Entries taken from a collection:

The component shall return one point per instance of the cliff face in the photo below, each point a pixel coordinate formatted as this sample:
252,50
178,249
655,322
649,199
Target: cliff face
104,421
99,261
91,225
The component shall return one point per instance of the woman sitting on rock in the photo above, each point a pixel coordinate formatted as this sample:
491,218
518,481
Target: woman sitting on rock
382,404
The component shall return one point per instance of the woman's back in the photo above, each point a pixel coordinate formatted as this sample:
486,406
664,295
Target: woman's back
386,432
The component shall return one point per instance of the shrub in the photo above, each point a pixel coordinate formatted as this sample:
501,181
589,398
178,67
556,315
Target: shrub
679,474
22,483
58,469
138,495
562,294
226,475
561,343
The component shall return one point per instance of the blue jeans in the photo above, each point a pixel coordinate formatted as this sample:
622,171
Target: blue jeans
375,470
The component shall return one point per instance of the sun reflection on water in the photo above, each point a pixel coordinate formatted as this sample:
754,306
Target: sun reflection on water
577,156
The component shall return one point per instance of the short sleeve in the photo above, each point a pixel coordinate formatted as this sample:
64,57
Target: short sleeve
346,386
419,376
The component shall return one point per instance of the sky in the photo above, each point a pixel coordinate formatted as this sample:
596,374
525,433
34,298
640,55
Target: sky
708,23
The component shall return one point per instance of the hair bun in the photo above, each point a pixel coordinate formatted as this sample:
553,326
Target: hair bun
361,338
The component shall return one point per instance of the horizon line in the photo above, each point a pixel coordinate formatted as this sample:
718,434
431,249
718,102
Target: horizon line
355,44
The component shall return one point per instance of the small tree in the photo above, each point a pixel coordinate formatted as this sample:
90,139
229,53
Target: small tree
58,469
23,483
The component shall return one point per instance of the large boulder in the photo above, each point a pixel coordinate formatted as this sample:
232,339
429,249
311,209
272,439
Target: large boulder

§ Problem to solve: Find the string "large" in the entries above. Copy each line where it occurs.

§ Exercise answer:
The component shall return one point per instance of the large boulder in the photo above, each point a pixel coordinate formatted as this sample:
Target: large boulder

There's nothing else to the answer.